**Challenge**
Rewrite the entries from the start through the line containing "234 82 L 235", swapping "target" for "subject" and leaving everything else the same.

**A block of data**
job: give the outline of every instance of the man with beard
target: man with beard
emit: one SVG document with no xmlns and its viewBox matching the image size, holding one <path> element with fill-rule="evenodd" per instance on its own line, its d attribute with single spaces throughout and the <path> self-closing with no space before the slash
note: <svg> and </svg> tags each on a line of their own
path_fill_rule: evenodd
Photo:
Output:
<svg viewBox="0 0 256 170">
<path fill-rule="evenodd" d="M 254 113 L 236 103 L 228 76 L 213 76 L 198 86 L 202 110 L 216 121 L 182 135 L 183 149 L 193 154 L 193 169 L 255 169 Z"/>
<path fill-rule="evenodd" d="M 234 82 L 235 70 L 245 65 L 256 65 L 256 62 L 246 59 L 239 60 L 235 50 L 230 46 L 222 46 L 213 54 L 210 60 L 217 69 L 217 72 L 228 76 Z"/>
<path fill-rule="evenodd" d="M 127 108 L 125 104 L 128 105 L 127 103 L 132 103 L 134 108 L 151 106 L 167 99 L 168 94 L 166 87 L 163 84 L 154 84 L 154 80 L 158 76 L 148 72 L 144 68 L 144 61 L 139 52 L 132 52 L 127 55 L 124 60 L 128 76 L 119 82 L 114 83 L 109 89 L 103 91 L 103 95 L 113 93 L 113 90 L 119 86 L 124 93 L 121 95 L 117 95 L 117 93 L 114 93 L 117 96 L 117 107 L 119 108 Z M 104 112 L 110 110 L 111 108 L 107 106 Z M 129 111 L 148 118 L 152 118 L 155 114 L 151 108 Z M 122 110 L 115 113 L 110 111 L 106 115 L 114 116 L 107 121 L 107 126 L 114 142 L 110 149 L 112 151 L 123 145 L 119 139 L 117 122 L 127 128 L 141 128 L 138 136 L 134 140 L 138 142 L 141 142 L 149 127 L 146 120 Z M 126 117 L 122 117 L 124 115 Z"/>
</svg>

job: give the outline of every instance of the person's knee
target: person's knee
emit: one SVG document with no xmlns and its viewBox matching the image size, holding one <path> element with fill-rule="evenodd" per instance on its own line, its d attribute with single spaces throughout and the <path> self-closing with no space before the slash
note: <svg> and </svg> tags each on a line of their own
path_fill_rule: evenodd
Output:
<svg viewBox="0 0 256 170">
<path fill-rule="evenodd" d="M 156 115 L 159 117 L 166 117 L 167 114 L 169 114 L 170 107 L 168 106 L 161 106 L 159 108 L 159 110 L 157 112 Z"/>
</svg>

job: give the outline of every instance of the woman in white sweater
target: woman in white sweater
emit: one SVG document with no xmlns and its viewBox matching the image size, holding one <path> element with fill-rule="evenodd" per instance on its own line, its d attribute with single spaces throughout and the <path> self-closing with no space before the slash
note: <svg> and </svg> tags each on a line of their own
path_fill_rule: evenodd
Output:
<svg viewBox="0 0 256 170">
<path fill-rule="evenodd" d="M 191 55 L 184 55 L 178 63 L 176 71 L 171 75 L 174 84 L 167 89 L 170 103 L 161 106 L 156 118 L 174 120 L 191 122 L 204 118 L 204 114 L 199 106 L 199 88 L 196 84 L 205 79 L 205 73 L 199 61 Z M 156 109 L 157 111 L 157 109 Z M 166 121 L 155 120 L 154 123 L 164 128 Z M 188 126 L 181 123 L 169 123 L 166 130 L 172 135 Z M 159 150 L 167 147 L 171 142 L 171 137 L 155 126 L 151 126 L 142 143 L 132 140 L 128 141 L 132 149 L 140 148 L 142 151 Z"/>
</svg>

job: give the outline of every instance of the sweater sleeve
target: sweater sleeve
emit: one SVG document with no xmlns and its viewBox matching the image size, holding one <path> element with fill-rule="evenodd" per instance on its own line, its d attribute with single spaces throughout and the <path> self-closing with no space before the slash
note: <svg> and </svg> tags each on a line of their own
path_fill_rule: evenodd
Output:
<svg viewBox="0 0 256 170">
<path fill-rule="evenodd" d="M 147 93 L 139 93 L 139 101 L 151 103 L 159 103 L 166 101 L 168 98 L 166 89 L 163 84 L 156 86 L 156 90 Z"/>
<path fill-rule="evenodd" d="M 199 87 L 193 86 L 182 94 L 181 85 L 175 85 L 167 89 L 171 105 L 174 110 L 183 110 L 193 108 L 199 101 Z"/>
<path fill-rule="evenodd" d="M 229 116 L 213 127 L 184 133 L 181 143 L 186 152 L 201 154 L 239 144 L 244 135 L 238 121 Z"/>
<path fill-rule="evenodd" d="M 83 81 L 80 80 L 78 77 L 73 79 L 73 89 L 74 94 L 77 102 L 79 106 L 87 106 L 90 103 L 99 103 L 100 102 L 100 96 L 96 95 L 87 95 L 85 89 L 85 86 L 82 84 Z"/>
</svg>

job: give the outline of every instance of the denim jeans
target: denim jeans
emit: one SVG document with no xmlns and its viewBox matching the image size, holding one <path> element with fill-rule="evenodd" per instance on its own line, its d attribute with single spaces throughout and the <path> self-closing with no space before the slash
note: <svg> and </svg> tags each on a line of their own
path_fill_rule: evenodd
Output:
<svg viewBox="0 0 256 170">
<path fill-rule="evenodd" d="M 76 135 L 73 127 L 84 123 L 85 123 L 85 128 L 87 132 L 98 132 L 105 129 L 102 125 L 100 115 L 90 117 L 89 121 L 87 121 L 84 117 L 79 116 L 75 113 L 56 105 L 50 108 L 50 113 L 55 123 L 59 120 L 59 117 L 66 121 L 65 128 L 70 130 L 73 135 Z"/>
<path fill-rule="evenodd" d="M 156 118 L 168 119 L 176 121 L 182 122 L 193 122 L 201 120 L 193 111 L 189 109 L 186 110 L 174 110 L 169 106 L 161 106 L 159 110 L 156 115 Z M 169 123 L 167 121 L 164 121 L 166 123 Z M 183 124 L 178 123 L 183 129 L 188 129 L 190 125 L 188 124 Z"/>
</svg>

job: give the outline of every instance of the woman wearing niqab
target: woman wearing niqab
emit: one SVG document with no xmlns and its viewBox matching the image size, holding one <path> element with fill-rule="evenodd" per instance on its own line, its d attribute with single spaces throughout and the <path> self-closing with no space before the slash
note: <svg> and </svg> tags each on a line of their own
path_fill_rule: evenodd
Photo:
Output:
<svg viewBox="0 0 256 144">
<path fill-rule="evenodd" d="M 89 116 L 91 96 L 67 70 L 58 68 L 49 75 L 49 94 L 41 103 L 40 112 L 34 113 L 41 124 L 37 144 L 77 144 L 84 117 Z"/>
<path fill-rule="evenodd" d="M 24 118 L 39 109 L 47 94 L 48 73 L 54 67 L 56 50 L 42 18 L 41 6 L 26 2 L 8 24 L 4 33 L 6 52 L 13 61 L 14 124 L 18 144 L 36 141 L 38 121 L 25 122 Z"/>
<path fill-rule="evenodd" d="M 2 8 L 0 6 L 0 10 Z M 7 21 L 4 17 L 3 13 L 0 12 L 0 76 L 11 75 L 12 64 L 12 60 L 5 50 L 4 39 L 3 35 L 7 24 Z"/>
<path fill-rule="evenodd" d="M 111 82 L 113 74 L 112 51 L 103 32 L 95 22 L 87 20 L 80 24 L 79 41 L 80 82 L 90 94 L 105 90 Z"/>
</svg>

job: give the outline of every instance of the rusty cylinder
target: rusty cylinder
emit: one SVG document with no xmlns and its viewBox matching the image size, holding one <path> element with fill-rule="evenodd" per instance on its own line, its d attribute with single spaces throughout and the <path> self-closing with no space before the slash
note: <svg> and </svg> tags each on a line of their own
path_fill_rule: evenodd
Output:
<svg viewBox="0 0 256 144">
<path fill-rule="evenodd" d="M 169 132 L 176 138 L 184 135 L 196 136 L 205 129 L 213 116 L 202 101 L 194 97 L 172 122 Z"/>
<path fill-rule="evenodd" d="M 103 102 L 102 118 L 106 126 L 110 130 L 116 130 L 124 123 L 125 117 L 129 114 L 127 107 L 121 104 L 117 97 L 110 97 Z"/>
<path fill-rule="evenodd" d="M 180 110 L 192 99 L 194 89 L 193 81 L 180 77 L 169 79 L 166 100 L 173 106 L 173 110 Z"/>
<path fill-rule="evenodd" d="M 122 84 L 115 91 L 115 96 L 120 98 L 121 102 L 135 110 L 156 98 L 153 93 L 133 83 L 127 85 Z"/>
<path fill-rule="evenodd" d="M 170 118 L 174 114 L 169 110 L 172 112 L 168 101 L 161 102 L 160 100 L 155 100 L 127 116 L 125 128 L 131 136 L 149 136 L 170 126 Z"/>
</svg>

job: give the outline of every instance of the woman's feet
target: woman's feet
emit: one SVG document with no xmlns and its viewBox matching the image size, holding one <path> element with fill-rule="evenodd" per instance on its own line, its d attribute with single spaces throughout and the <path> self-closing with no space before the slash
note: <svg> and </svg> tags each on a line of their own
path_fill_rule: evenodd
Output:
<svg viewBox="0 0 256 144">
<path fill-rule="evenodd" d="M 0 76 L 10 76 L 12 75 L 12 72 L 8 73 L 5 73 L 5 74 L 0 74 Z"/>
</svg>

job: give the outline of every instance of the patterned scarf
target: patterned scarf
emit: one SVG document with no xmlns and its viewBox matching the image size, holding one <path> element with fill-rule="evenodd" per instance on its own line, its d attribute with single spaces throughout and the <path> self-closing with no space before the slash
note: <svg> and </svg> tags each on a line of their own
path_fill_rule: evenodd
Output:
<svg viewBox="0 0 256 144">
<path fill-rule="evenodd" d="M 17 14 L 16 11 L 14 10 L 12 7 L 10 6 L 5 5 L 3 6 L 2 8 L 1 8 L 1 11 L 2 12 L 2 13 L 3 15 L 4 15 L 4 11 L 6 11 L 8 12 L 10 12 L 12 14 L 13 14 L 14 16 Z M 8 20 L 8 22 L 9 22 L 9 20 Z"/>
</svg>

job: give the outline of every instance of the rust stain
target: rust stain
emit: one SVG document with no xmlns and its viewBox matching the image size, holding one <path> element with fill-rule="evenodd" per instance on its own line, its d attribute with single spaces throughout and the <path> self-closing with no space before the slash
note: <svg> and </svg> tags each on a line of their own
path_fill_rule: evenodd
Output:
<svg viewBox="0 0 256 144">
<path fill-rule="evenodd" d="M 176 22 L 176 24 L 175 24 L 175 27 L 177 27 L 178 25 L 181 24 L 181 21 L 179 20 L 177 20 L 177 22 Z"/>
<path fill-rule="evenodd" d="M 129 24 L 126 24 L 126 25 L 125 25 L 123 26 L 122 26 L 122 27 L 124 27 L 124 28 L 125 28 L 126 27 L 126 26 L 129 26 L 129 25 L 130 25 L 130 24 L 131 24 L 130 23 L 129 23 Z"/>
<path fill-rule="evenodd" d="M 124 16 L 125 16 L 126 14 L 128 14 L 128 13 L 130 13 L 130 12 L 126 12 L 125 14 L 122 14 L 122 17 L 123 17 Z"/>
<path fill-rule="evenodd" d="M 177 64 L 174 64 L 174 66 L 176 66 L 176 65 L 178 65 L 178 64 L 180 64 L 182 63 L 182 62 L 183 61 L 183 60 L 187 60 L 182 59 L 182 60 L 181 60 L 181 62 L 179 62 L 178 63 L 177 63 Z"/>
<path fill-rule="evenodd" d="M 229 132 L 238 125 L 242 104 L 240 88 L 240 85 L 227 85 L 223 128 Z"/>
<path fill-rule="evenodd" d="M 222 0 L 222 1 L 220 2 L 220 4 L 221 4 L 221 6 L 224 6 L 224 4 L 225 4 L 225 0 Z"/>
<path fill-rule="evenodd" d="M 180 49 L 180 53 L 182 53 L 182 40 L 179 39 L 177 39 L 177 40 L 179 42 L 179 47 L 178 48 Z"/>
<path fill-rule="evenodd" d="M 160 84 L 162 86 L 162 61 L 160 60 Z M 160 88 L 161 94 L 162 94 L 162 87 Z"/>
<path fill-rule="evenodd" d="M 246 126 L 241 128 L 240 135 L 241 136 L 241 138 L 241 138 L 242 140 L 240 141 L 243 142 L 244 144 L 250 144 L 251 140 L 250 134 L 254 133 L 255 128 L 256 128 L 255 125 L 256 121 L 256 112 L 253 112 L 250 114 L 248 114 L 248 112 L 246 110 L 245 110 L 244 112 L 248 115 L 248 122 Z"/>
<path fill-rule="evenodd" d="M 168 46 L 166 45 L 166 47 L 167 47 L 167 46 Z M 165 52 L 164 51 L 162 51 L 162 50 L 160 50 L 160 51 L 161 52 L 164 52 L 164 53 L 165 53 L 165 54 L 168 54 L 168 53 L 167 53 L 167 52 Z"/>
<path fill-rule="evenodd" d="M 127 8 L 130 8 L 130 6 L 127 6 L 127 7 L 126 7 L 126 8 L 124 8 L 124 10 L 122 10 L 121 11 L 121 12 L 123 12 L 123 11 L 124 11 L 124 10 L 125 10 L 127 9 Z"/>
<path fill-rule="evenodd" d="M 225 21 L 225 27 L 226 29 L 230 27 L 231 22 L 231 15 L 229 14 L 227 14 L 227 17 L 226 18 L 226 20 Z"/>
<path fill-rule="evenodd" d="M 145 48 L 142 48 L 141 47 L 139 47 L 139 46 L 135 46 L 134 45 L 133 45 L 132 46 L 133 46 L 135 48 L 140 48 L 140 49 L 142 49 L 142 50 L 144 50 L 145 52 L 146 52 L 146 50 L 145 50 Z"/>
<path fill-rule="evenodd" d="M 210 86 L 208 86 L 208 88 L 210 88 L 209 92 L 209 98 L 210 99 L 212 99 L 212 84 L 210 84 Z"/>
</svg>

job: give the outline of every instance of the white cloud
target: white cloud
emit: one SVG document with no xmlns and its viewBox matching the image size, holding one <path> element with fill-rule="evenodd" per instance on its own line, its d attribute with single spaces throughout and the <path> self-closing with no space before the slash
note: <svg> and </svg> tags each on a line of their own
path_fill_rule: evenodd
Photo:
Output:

**Task output**
job: give the outline of every instance of the man with beard
subject: man with beard
emit: one SVG document with no xmlns and its viewBox matching the image size, holding one <path> element with fill-rule="evenodd" per instance on its own line, its d attribute with single spaces throughout and the <path> self-closing with no space before the slash
note: <svg> and </svg> tags each on a line of their own
path_fill_rule: evenodd
Photo:
Output:
<svg viewBox="0 0 256 170">
<path fill-rule="evenodd" d="M 254 113 L 236 103 L 228 76 L 213 76 L 198 86 L 202 110 L 216 121 L 182 135 L 183 149 L 193 154 L 193 169 L 255 169 Z"/>
<path fill-rule="evenodd" d="M 234 82 L 235 70 L 245 65 L 256 65 L 256 62 L 246 59 L 239 60 L 235 50 L 230 46 L 222 46 L 213 54 L 210 60 L 217 69 L 217 72 L 228 76 Z"/>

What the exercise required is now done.